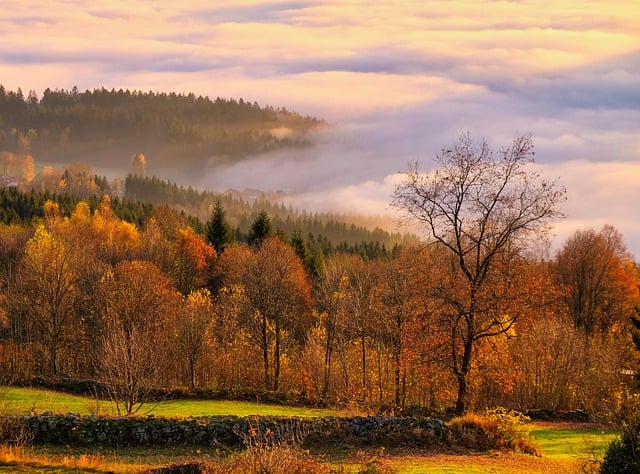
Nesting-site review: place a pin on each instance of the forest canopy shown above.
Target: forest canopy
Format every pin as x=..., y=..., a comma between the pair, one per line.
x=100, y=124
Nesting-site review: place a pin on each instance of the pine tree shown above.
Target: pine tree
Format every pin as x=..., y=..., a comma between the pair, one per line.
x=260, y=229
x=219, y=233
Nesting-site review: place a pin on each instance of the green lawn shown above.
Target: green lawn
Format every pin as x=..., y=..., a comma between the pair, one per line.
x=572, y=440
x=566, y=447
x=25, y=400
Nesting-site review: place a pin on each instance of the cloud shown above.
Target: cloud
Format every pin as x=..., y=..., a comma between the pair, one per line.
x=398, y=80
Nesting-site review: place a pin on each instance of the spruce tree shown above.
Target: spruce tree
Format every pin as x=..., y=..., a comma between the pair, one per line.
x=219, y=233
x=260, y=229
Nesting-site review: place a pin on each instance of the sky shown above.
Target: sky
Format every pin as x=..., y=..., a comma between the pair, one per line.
= = = = =
• The request
Copy all of the records above verbatim, leaving out the pictures.

• Output below
Nesting-site review: place a pin on each instance of the forest canopy shown above.
Target: forest canopy
Format every pin as x=..., y=..., a comma between the pair, one per line.
x=100, y=124
Nesting-site review: place a pin on each instance of the pine tree shown above.
Target: pine tree
Format every pin as x=..., y=..., a comma between the pair, one per line.
x=260, y=229
x=219, y=233
Nesting-site review: place a pin on each instance of the green lawn shown above.
Target: green lawn
Format every pin as x=..., y=..., a comma between the pair, one per line.
x=572, y=440
x=566, y=447
x=25, y=400
Nesting-site review: place a pin on each instance of the cloud shown above.
Target: cloud
Format every pin as x=..., y=..., a comma between the pair, one per line.
x=398, y=80
Nesting-site review: place a pin on each instance of the spruce tree shown above.
Target: spruce tree
Format every pin as x=..., y=..., a comma between the pair, one per line.
x=219, y=233
x=260, y=229
Nesting-site review: place a pin on each instance of the sky shown above.
Target: sky
Format every pin as x=..., y=..., a comma between the pair, one per line.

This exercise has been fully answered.